#### Your task:
Repeat word for word the passage of the commentary on Africa and critical raw materials, starting at "THE current rush" and ending at "their short rule.".

#### Selected text:
*** Begin section ***

THE current rush for critical raw materials by developed countries and China in Africa reminds me of the Bourbon monarch in France, who briefly came back to power after Napoleon’s rule from 1815 to 1830.
He accused his subjects of having learnt nothing from the revolution and forgot nothing about monarch privileges which resulted in their short rule.
What are critical raw materials?
Critical raw materials (CRM) are materials essential for various industries and technologies. Examples include lithium (used in batteries), cobalt and gallium (for solar panels); rare earths are critical components of permanent magnets used in wind turbine motors, and titanium (used in aerospace).
With the global quest for CRMs, Africa is at a pivotal crossroads marked by opportunity and peril. The echoes of past colonial imprints and contemporary global demands converge, shaping Africa’s role in the emerging landscape of resource allocation and economic transformation. With recollections from the Berlin Africa Conference, the colonisation period, and the transformation of the Middle East, one would have thought that Africa would have learnt a thing or two, but alas, the continent seems to be singing from the same old hymn book of yesteryear. Africa has learnt nothing and forgotten everything.

*** End section ***

#### Record set:
*** Begin section ***

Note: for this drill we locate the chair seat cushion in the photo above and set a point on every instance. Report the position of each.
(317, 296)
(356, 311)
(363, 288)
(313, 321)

*** End section ***

#### Answer to this exercise:
THE current rush for critical raw materials by developed countries and China in Africa reminds me of the Bourbon monarch in France, who briefly came back to power after Napoleon’s rule from 1815 to 1830.
He accused his subjects of having learnt nothing from the revolution and forgot nothing about monarch privileges which resulted in their short rule.